Exposes pods as a network service.

yaml
# ClusterIP Service (internal)
apiVersion: v1
kind: Service
metadata:
  name: myapp
  labels:
    app: myapp
spec:
  type: ClusterIP
  ports:
    - name: http
      port: 80
      targetPort: 8080
      protocol: TCP
  selector:
    app: myapp
---
# LoadBalancer Service (external)
apiVersion: v1
kind: Service
metadata:
  name: myapp-lb
  annotations:
    service.beta.kubernetes.io/azure-load-balancer-internal: "true"
spec:
  type: LoadBalancer
  ports:
    - port: 443
      targetPort: 8080
  selector:
    app: myapp
---
# NodePort Service
apiVersion: v1
kind: Service
metadata:
  name: myapp-nodeport
spec:
  type: NodePort
  ports:
    - port: 80
      targetPort: 8080
      nodePort: 30080
  selector:
    app: myapp
---
# Headless Service (for StatefulSets)
apiVersion: v1
kind: Service
metadata:
  name: myapp-headless
spec:
  clusterIP: None
  ports:
    - port: 8080
  selector:
    app: myapp

ConfigMap

Stores non-confidential configuration data.

yaml
apiVersion: v1
kind: ConfigMap
metadata:
  name: myapp-config
data:
  # Simple key-value pairs
  LOG_LEVEL: "info"
  FEATURE_FLAG: "true"
  MAX_CONNECTIONS: "100"

  # Multi-line configuration file
  app.properties: |
    server.port=8080
    server.timeout=30s
    database.pool.size=10

  nginx.conf: |
    server {
        listen 80;
        location / {
            proxy_pass http://localhost:8080;
        }
    }

Using ConfigMaps:

yaml
# As environment variables
envFrom:
  - configMapRef:
      name: myapp-config

# Individual keys
env:
  - name: LOG_LEVEL
    valueFrom:
      configMapKeyRef:
        name: myapp-config
        key: LOG_LEVEL

# As volume mount
volumes:
  - name: config
    configMap:
      name: myapp-config
      items:
        - key: app.properties
          path: application.properties

Secret

Stores sensitive data like passwords, tokens, and keys.

yaml
apiVersion: v1
kind: Secret
metadata:
  name: myapp-secrets
type: Opaque
data:
  # Base64 encoded values
  database-password: cGFzc3dvcmQxMjM=
  api-key: c2VjcmV0LWFwaS1rZXk=
stringData:
  # Plain text (will be encoded)
  connection-string: "Server=db;Database=myapp;User=admin;Password=secret"
---
# Docker registry secret
apiVersion: v1
kind: Secret
metadata:
  name: registry-credentials
type: kubernetes.io/dockerconfigjson
data:
  .dockerconfigjson: <base64-encoded-docker-config>
---
# TLS secret
apiVersion: v1
kind: Secret
metadata:
  name: tls-secret
type: kubernetes.io/tls
data:
  tls.crt: <base64-encoded-cert>
  tls.key: <base64-encoded-key>

Creating secrets via kubectl:

bash
# From literal values
kubectl create secret generic db-secret \
  --from-literal=username=admin \
  --from-literal=password=secret123

# From file
kubectl create secret generic tls-secret \
  --from-file=tls.crt=./cert.pem \
  --from-file=tls.key=./key.pem

# Docker registry
kubectl create secret docker-registry regcred \
  --docker-server=https://index.docker.io/v1/ \
  --docker-username=user \
  --docker-password=password

Namespace

Provides scope for names and resource isolation.

□ □ □ □ □ □ □

■ Written problem 1:
Copy the entries word for word, from the line containing "For the bush" through the final line of the entries.

■ Stored records:

□ □ □ □ □ □ □

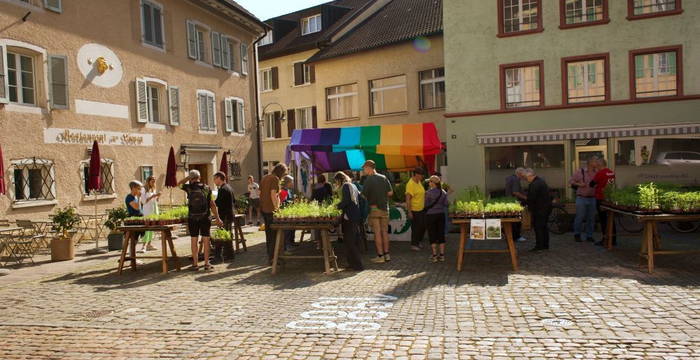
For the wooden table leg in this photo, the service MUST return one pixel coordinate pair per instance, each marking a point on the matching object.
(462, 243)
(172, 249)
(511, 245)
(132, 249)
(279, 245)
(164, 245)
(609, 230)
(125, 245)
(649, 237)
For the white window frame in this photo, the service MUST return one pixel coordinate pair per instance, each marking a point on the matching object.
(154, 44)
(379, 91)
(27, 201)
(264, 86)
(337, 98)
(267, 40)
(306, 24)
(433, 82)
(211, 122)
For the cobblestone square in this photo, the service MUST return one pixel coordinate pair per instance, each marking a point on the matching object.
(575, 301)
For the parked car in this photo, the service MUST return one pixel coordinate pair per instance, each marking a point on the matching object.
(678, 158)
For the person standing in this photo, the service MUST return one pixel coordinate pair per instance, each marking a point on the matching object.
(225, 203)
(435, 204)
(149, 206)
(377, 190)
(351, 219)
(269, 203)
(603, 177)
(415, 202)
(200, 206)
(539, 202)
(253, 201)
(585, 201)
(514, 190)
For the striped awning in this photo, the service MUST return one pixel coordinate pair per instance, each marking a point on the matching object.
(588, 133)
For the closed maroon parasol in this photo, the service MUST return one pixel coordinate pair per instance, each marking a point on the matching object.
(3, 188)
(94, 173)
(224, 163)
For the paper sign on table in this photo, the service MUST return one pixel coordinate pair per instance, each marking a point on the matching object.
(493, 229)
(478, 229)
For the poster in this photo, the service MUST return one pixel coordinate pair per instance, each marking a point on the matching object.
(493, 229)
(478, 229)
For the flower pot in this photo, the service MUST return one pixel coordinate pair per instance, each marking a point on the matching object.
(63, 247)
(115, 240)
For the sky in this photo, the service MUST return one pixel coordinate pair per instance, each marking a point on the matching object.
(265, 9)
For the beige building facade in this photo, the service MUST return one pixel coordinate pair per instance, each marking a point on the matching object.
(139, 78)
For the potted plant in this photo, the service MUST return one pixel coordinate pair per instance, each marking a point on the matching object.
(115, 219)
(62, 245)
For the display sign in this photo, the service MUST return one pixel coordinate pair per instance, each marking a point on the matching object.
(86, 137)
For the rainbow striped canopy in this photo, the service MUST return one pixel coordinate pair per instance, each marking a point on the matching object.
(392, 147)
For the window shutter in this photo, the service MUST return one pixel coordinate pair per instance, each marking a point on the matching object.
(240, 118)
(314, 118)
(216, 48)
(141, 101)
(298, 74)
(229, 113)
(3, 76)
(211, 113)
(225, 53)
(53, 5)
(58, 80)
(291, 122)
(158, 26)
(174, 98)
(278, 124)
(191, 40)
(244, 59)
(275, 78)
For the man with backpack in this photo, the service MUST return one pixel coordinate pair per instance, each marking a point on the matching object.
(200, 204)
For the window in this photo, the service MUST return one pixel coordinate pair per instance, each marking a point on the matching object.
(388, 95)
(304, 74)
(206, 110)
(311, 24)
(518, 17)
(522, 85)
(267, 40)
(20, 76)
(106, 174)
(341, 102)
(235, 115)
(587, 79)
(152, 23)
(33, 179)
(656, 72)
(640, 9)
(146, 172)
(432, 89)
(575, 13)
(195, 41)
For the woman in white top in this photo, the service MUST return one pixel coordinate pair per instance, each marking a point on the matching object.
(149, 206)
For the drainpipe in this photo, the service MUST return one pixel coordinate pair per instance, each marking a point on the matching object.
(258, 120)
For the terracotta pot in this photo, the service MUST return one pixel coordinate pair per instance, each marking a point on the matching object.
(63, 247)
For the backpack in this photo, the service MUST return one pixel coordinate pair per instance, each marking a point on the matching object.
(198, 202)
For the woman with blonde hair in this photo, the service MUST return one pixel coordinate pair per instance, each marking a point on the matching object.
(149, 206)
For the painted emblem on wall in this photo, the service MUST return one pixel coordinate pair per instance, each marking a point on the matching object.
(99, 65)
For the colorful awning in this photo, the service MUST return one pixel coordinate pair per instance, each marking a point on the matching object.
(392, 147)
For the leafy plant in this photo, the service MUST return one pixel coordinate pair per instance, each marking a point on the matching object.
(115, 217)
(65, 219)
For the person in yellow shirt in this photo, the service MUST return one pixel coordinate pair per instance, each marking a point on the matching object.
(415, 202)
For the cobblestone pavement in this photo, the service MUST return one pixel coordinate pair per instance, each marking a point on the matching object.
(575, 301)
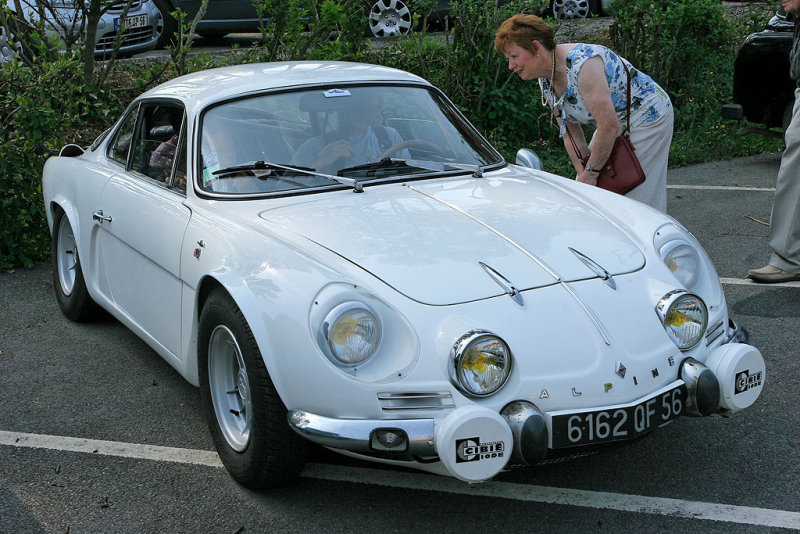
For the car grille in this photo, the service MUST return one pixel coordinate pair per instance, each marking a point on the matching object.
(130, 37)
(415, 401)
(120, 6)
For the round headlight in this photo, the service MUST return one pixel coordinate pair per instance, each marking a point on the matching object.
(481, 363)
(353, 333)
(682, 260)
(684, 317)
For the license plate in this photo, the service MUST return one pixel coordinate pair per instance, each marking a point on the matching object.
(618, 422)
(136, 21)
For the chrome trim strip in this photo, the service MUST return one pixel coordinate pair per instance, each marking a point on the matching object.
(354, 434)
(595, 267)
(713, 333)
(415, 401)
(539, 262)
(503, 282)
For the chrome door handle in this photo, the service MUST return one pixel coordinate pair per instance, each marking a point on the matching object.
(98, 216)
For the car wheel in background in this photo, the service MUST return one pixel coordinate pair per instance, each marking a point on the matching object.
(167, 26)
(68, 282)
(246, 416)
(388, 18)
(574, 9)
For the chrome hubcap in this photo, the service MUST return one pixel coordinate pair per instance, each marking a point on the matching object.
(571, 9)
(389, 17)
(230, 388)
(66, 257)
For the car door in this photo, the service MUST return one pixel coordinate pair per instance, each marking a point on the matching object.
(142, 218)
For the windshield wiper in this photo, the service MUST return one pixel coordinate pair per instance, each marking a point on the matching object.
(275, 170)
(442, 166)
(436, 166)
(279, 170)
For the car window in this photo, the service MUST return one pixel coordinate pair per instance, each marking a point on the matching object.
(156, 141)
(333, 131)
(122, 141)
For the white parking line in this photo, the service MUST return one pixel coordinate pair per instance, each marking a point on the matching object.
(744, 515)
(722, 187)
(748, 282)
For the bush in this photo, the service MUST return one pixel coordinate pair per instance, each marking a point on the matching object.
(37, 108)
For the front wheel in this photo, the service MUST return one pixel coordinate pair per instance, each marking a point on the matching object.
(246, 416)
(68, 282)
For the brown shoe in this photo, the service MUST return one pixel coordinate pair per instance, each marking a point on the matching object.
(772, 275)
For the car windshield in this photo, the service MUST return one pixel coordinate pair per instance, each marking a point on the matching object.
(323, 138)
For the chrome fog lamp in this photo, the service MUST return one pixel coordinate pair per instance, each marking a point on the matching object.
(480, 363)
(352, 332)
(389, 439)
(684, 317)
(683, 261)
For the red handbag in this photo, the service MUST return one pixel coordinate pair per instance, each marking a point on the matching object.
(622, 172)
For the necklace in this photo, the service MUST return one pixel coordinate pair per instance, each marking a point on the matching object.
(551, 82)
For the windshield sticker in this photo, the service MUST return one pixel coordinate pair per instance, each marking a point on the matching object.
(333, 93)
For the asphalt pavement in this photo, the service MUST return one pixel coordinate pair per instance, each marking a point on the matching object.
(99, 434)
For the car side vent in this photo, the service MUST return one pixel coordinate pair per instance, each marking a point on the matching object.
(714, 332)
(415, 401)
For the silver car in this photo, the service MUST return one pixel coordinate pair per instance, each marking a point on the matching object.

□ □ □ □ □ □ □

■ Written problem 2:
According to the Kubernetes excerpt, what kind of data does a ConfigMap store?

■ Written answer 1:
For the bush in this photo, the service MUST return one pixel coordinate pair per instance, each marking a point on the matching object.
(37, 108)
For the front wheel in this photo, the service MUST return one pixel coordinate pair per instance, each marking a point on the matching object.
(246, 416)
(68, 282)
For the brown shoe in this photo, the service MUST return one pixel coordinate pair per instance, each marking a point on the matching object.
(772, 275)
For the car windshield in this photo, the service MUST return one pixel coordinate pair per instance, each marking a point on the matching object.
(323, 138)
For the chrome fog lamp in this photo, the service MUST return one pixel coordinate pair per instance, each marking a point on the matching object.
(480, 363)
(352, 332)
(389, 439)
(684, 317)
(683, 261)
For the red handbag in this photo, the service MUST return one pixel coordinate pair per instance, each marking a point on the matching object.
(622, 172)
For the necklace in this photo, the service MUST return one pixel coordinate pair per instance, each marking a point on the matching object.
(551, 82)
For the windshield sticker in this photo, the service MUST return one pixel coordinate pair per instance, each marking a point on the matching object.
(333, 93)
For the asphalt pavement in this photo, the service MUST return one pixel coordinate pair per instance, each marking a point on the matching object.
(99, 434)
For the car side vent in this photo, the service MUST return one pixel coordinate pair per instance, each marking a point on the matching object.
(714, 332)
(415, 401)
For the silver car in this photo, the service MUST return one pixel coordinate pair per instance, each marking a point on the matching object.

■ Written answer 2:
Non-confidential configuration data.